# Driving on the Ice



## nixmkt (Mar 4, 2008)

Someone drove out about 25' onto the ice at Nimi from the Main St. ramp before deciding it may not be a good idea to go farther.


----------



## randymcfishnsfun2 (Dec 24, 2014)

Wow! I bet someone's parents would've been real pissed off!


----------



## buckzye11 (Jul 16, 2009)

Not that it's a good idea... Or legal, but I think the ice would hold fine... Key word think
Once as a teen I was in a old bronco driven by a friends friend... He drove off the same spot and started doing donuts out by the point off the ramp... I was scared craplesss as well as the others in the truck... After 2 minutes of that he headed back in laughing at the fear he put in us. Beer+teens+ice=stupidity
I never got in that bronco again.


----------



## Whaler (Nov 16, 2004)

Back when I was a kid a guy landed a small single engine plane on Nimisila and was taxiing across to the west side of the lake. He never made it. I think he got out alright but all you could see of the plane was the tail sticking out of the ice.


----------



## Lewzer (Apr 5, 2004)

That whole area was pretty wet and slushy last weekend. They were lucky.
= = = = = = =
• _STUDY QUESTIONS_
1. Name every forum user who posted in the driving-on-the-ice thread above.
2. Carry on the driving-on-the-ice thread above from the point where it stops.
= = = = = = =
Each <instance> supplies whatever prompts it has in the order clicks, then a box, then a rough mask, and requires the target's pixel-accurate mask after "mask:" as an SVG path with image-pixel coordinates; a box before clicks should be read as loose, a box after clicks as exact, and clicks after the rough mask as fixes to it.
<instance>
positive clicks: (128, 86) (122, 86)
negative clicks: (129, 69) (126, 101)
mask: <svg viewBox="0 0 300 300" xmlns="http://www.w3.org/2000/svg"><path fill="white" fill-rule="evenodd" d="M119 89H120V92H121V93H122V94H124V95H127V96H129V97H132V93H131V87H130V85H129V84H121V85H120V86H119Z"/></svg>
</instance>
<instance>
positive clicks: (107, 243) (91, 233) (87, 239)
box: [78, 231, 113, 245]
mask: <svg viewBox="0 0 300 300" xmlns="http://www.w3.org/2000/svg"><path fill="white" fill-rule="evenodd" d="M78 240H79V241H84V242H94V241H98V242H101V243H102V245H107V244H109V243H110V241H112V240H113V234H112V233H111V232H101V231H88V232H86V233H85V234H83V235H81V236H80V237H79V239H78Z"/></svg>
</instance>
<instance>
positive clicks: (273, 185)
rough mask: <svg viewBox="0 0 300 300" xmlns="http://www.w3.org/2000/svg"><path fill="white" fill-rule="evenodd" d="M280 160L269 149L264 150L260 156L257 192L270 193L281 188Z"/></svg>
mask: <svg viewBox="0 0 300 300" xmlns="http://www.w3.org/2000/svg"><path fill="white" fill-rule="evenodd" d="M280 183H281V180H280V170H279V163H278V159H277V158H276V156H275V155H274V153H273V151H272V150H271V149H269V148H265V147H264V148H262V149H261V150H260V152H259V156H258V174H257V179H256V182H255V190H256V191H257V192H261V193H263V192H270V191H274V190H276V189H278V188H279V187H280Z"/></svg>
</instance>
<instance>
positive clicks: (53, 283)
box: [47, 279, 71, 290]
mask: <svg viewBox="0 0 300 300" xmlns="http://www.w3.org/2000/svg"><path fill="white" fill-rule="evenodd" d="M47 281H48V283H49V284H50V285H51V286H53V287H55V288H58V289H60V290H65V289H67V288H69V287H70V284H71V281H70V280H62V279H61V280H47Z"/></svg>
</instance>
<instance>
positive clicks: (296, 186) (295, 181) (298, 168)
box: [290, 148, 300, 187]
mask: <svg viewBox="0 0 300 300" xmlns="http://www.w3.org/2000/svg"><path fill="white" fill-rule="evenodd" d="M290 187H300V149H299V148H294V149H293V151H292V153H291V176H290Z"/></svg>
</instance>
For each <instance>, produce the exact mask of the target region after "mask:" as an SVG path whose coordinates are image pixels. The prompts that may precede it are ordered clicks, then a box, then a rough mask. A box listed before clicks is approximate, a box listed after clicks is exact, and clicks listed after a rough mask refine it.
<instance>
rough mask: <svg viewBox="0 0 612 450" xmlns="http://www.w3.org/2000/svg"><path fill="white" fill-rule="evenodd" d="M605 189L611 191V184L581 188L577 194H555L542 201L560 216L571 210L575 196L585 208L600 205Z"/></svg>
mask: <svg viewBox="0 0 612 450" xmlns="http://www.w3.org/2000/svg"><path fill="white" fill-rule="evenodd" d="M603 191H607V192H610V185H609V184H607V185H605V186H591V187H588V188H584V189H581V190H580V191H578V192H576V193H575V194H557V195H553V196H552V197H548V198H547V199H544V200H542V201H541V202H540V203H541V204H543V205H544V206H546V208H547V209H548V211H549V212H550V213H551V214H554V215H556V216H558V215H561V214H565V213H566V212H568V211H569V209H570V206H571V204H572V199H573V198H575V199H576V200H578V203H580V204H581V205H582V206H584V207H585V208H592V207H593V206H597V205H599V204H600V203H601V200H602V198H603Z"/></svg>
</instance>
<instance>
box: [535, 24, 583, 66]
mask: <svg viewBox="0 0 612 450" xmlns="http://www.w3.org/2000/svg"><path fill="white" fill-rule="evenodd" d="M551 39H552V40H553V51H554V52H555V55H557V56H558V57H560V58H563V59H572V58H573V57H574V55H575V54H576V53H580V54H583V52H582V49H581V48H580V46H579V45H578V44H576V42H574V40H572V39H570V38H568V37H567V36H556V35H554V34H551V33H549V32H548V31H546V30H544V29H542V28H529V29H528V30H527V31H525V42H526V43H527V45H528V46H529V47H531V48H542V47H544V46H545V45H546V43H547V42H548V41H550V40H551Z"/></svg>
= = = = = = =
• _ANSWER LIST_
1. nixmkt, randymcfishnsfun2, buckzye11, Whaler, Lewzer

2.
That airplane would have been a sight to see Whaler.


----------



## Ruminator (Apr 6, 2004)

Thanks for posting this nixmkt. 

I wouldn't have thought the ice to be that supportive after all of the warm ups we've had. 

Wow, that must've been quite a site seeing an airplane like that in Nimi.! 
Did you see it Whaler?


----------



## ztkaz (Sep 25, 2013)

Believe it or not the truck/car would have problem not falling through. The ice is a foot in most lakes which is enough to support the weight.


Sent from my iPhone using Ohub Campfire


----------



## vibe (Jan 12, 2011)

U got cordinates where that plane was?or did it not end up fish structure?&#128516;


----------



## Tightlines (Jun 29, 2012)

We were driving out on local lakes last winter but had 20" of ice!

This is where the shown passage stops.